Work instruction A
According to the study excerpt, how many children completed the study procedures?
Work instruction B
Reproduce word for word everything in the study excerpt from "A blinded investigator" down to "(further described below).".

Extract to read
* * *

The exclusion criteria were: (1) metabolic disorders; (2) neoplasm; (3) epilepsy; (4) disorders of cellular migration and proliferation; (5) acquired traumatic brain injury; (6) expressive aphasia; (7) currently pregnant as evidenced by testing in all female participants; (8) indwelling metal or medical devices incompatible with NIBS; (9) evidence of skin disease or skin abnormalities; and (10) botulinum toxin or phenol intramuscular block within 6 months preceding tDCS.
A blinded investigator performed the testing during the pretest/posttest/follow-up study design, which included 2 on-site visits, 1 week apart. The first visit consisted of a pretest immediately before and posttest immediately after the tDCS intervention. The pretest comprised assessments to determine the feasibility and safety of the intervention. The same battery of assessments was performed on the same day at posttest and 1 week later in a follow-up session to assess for any change in motor and cognitive function or adverse events (further described below).
Setting and Participants
Thirteen children and adolescents, ages 7 to 18 years, with congenital hemiparesis due to hemispheric stroke initially participated in this study at an academic institution (Tab. 1). Eleven children completed the study procedures. Their mean age was 14.0 years (SD=3.5, range=7.8–18.5, median=14.7). Five children were randomly assigned in a nonstratified manner to the intervention group, and 6 children were randomly assigned to the control group.
Demographic Data and Baseline Characteristics of Participants With Pediatric Hemiparesis (n=11)a
At pretest, participants were assigned a Manual Ability Classification System (MACS) score31 (I–IV, with I representing functioning at highest level) and Gross Motor Function Classification System (GMFCS) score (I–IV, with I representing functioning at highest level).32 The medical director completed these assessments at each testing period.

* * *

Point localization data

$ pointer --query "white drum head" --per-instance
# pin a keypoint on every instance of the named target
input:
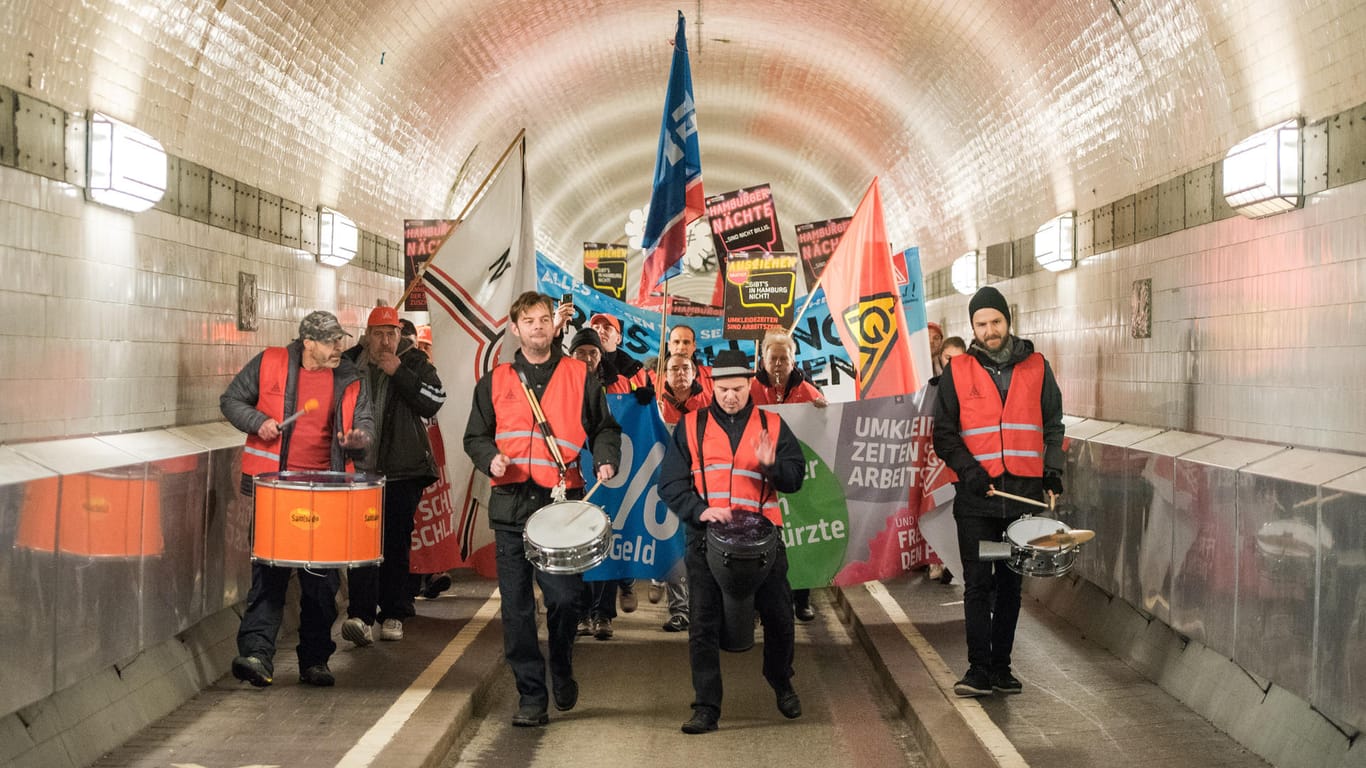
(1027, 529)
(566, 524)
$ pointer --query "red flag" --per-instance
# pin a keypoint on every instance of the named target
(863, 298)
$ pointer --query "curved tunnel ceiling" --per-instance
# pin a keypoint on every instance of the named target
(982, 119)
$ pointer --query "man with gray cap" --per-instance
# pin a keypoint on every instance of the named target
(302, 407)
(999, 425)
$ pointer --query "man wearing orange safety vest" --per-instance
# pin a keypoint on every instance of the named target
(332, 435)
(506, 440)
(999, 425)
(746, 458)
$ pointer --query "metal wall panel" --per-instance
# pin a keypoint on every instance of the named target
(1340, 645)
(1171, 205)
(194, 192)
(28, 581)
(1145, 215)
(40, 138)
(223, 201)
(247, 211)
(1200, 196)
(1347, 148)
(268, 217)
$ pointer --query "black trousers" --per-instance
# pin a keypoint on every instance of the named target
(385, 586)
(265, 611)
(521, 647)
(773, 604)
(991, 596)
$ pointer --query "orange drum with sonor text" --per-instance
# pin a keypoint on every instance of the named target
(318, 519)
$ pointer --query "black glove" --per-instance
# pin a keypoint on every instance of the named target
(976, 481)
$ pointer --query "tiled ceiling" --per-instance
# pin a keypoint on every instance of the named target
(981, 118)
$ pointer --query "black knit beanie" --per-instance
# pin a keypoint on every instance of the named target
(988, 298)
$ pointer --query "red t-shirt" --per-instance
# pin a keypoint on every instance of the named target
(310, 447)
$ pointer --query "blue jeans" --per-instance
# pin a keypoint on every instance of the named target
(521, 647)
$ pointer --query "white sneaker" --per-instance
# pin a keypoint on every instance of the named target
(357, 632)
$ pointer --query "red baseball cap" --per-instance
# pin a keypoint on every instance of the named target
(609, 319)
(383, 316)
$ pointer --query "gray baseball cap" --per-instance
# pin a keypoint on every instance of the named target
(321, 327)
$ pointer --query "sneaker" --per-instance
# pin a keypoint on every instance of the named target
(249, 668)
(317, 675)
(788, 704)
(603, 629)
(530, 716)
(704, 720)
(566, 693)
(1006, 682)
(976, 682)
(439, 584)
(357, 632)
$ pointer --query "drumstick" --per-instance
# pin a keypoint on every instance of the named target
(309, 406)
(1014, 498)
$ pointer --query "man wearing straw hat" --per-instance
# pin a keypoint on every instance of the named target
(999, 425)
(329, 429)
(527, 424)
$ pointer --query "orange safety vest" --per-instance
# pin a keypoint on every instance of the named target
(260, 455)
(734, 480)
(518, 436)
(1003, 437)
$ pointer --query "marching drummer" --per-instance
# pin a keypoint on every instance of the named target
(746, 457)
(269, 399)
(999, 425)
(527, 422)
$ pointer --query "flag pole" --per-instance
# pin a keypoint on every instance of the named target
(459, 219)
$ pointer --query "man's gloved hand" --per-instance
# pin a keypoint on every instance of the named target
(976, 481)
(1053, 483)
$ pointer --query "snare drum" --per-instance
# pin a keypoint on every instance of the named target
(1027, 559)
(567, 537)
(318, 519)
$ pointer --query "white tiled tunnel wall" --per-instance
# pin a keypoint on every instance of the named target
(111, 321)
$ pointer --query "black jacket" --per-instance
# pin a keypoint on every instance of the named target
(948, 442)
(413, 394)
(676, 487)
(510, 506)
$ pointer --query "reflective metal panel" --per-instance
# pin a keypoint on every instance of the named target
(1340, 647)
(1277, 543)
(1153, 506)
(28, 589)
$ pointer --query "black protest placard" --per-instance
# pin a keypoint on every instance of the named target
(604, 269)
(421, 239)
(760, 289)
(816, 242)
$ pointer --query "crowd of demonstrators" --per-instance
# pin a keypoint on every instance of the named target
(727, 461)
(405, 391)
(261, 398)
(777, 381)
(999, 427)
(504, 440)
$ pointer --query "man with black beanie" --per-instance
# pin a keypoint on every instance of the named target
(999, 425)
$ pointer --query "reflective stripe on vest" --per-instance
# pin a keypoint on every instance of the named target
(273, 379)
(1003, 437)
(518, 437)
(724, 484)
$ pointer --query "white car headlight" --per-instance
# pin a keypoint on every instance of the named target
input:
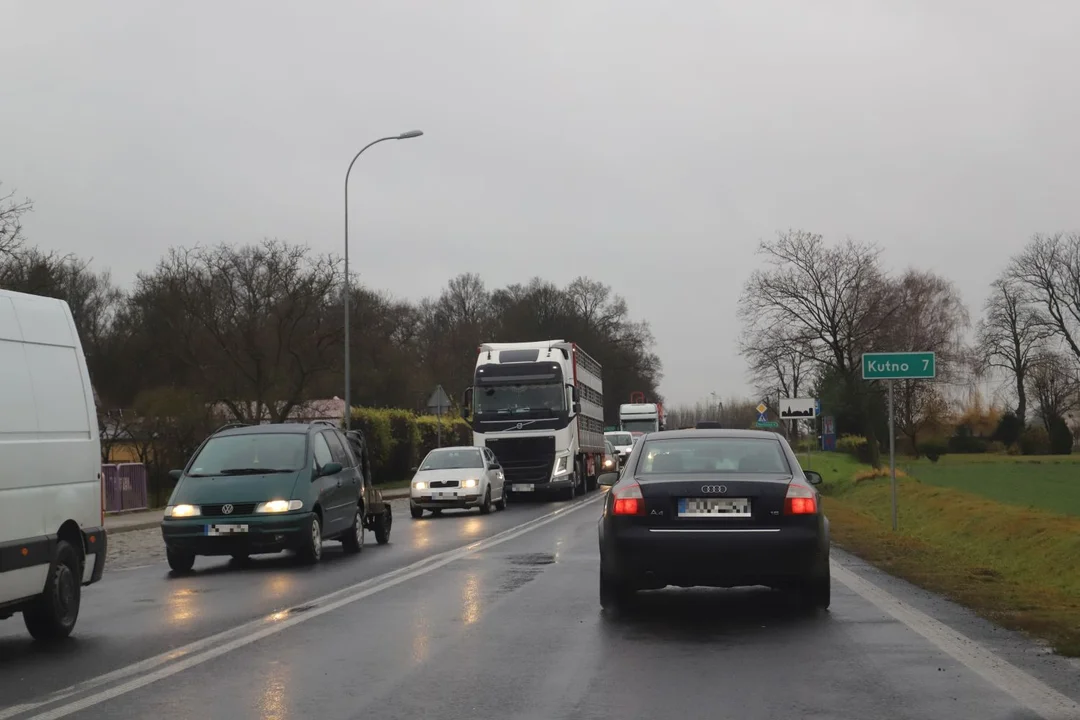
(183, 511)
(279, 505)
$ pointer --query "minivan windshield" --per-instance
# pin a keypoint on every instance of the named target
(251, 453)
(712, 454)
(453, 459)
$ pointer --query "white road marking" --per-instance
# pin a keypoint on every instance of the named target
(1028, 691)
(215, 646)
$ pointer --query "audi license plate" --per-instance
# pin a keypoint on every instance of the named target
(215, 530)
(714, 507)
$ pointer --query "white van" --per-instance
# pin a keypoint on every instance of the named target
(52, 517)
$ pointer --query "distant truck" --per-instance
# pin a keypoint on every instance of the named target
(640, 418)
(539, 407)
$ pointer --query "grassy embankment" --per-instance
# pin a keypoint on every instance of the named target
(999, 534)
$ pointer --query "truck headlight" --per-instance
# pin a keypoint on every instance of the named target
(279, 505)
(183, 511)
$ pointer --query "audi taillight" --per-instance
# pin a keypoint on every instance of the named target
(629, 501)
(800, 500)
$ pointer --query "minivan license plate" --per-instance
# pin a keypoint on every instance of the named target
(215, 530)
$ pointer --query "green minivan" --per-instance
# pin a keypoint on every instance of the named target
(253, 489)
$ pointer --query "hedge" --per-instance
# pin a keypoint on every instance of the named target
(399, 439)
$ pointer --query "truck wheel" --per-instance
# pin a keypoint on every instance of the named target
(54, 612)
(382, 522)
(179, 561)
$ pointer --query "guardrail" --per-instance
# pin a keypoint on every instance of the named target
(125, 487)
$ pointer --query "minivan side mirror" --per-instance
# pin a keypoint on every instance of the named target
(329, 469)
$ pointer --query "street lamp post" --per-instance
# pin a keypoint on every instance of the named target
(348, 288)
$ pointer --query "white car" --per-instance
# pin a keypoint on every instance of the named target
(457, 477)
(622, 442)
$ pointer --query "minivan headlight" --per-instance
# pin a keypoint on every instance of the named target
(279, 505)
(183, 511)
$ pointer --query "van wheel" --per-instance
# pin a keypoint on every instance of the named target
(352, 541)
(179, 560)
(310, 551)
(382, 522)
(53, 614)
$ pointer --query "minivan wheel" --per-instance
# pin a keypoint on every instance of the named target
(311, 549)
(353, 539)
(54, 613)
(178, 560)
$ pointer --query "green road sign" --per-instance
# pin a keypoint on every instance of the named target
(899, 366)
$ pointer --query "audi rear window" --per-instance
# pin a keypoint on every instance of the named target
(712, 454)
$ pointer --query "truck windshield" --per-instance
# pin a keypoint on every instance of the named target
(639, 425)
(548, 398)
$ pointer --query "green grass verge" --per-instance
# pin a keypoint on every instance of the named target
(1050, 483)
(1018, 567)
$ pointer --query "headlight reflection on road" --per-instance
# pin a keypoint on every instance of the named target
(272, 703)
(470, 598)
(181, 606)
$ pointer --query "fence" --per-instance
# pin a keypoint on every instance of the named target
(125, 487)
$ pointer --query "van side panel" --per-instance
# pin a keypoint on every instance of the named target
(50, 450)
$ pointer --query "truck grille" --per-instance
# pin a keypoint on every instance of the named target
(524, 459)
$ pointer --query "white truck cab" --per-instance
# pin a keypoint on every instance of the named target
(52, 519)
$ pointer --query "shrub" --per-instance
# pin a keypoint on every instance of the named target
(933, 449)
(1061, 437)
(1035, 442)
(1009, 429)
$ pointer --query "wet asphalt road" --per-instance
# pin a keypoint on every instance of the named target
(497, 616)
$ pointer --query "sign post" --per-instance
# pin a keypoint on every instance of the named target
(898, 366)
(439, 401)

* * *

Written answer A
Eleven children completed the study procedures.

Written answer B
A blinded investigator performed the testing during the pretest/posttest/follow-up study design, which included 2 on-site visits, 1 week apart. The first visit consisted of a pretest immediately before and posttest immediately after the tDCS intervention. The pretest comprised assessments to determine the feasibility and safety of the intervention. The same battery of assessments was performed on the same day at posttest and 1 week later in a follow-up session to assess for any change in motor and cognitive function or adverse events (further described below).